The interviewer is not testing whether you can recite the textbook definition of covariate shift. They want to know if you can build the loop: monitor the right features, pick the right test, set a threshold that does not page on-call at 3 a.m. for noise, and decide whether to retrain, rollback, or fix the pipeline. This is the difference between a junior who reads about MLOps and a senior who owns a model in production.

Coverage: definitions of the three drift families, the detection toolkit, PSI vs KL, the retraining playbook, and the pitfalls that catch candidates.

Three flavors of drift

The single most common interview mistake is conflating data drift with concept drift. They are different problems with different fixes, and senior interviewers will not let you slide on this.

Data drift (covariate shift). The distribution of inputs P(X) changes, while the conditional P(Y|X) stays the same. The classic example: your recommender model trained on US users now serves traffic from a new market launch in Brazil. Feature distributions move; the underlying physics of the problem do not. A well-generalized model may absorb this without much damage.

Concept drift. The conditional P(Y|X) changes — the mapping from features to target. A fraud model trained in 2019 sees the same transaction_amount and merchant_category features, but fraudsters changed tactics. The features look identical; the label they predict no longer holds. Concept drift is the dangerous one because the features themselves can look perfectly stable while the model rots.

Label drift (prior shift). The marginal P(Y) changes — class balance shifts. A churn model trained when monthly churn was 3% now serves a market where churn jumped to 8% after a pricing change. Calibrated probabilities drift even if P(X|Y) is stable.

• • • • •

■ **GOAL**
In the excerpt on model drift, what is named as the single most common interview mistake? The rows that come next are taken from a separate source.

[Dataset excerpt]
• • • • •

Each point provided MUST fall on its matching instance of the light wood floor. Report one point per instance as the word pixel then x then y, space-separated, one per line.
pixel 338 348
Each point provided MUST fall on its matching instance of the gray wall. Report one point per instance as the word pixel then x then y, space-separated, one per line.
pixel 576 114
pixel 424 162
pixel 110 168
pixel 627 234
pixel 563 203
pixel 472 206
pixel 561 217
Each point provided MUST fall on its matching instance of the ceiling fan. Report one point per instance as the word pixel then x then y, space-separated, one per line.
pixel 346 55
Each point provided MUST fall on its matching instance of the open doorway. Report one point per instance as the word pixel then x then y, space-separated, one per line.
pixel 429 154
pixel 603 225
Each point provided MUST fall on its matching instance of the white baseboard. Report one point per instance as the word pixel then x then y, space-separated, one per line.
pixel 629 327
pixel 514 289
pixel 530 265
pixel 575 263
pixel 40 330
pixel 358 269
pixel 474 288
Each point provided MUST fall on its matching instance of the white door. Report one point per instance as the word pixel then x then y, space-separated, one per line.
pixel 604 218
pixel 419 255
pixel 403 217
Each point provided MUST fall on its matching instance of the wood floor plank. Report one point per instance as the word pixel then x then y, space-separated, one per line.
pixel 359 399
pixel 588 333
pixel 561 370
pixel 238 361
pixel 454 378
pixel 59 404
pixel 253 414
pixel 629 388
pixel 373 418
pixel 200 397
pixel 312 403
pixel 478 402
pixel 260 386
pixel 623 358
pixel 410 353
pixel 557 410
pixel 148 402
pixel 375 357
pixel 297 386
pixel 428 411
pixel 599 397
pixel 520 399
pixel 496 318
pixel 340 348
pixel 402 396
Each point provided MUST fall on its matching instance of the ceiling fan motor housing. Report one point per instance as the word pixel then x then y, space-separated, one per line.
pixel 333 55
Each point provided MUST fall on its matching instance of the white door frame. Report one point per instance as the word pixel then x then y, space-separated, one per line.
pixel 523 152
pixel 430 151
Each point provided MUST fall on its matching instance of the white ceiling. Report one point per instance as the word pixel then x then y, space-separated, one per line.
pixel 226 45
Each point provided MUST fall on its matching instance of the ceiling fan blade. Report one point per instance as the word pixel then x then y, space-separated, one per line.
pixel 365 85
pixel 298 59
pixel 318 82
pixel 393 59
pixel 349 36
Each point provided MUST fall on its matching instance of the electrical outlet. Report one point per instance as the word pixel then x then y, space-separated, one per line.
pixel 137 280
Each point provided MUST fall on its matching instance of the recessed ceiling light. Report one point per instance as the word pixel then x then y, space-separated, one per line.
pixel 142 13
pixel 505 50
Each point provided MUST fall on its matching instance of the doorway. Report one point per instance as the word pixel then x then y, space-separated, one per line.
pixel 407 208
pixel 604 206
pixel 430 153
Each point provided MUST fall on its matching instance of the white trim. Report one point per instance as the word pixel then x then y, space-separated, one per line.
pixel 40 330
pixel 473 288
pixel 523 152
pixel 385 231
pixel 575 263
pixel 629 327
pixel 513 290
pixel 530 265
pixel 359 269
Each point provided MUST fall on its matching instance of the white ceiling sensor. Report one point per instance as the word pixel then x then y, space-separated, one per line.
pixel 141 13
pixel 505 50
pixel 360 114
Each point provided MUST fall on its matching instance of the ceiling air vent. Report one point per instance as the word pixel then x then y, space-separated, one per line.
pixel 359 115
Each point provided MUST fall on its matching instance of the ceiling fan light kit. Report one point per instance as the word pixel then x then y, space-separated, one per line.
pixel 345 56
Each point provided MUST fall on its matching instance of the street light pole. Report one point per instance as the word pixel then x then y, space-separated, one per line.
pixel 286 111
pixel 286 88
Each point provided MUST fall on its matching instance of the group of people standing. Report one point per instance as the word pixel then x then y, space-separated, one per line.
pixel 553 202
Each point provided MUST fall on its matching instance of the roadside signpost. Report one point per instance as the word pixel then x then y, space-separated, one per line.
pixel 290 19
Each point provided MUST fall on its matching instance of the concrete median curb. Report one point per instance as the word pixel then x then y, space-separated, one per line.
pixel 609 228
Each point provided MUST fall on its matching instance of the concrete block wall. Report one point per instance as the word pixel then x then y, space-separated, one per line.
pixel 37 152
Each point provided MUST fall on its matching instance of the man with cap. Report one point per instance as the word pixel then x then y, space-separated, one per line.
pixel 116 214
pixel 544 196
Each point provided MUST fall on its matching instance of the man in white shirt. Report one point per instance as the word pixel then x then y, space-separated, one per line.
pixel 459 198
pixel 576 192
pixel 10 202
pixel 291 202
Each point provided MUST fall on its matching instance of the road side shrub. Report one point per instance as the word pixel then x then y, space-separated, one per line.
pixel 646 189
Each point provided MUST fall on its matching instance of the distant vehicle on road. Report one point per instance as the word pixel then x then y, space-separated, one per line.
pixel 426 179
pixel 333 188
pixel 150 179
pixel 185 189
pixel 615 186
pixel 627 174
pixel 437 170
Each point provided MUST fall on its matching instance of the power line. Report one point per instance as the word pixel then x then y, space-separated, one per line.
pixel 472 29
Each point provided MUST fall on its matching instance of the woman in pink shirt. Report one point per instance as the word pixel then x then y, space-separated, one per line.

• • • • •

■ **RESPONSE**
Conflating data drift with concept drift.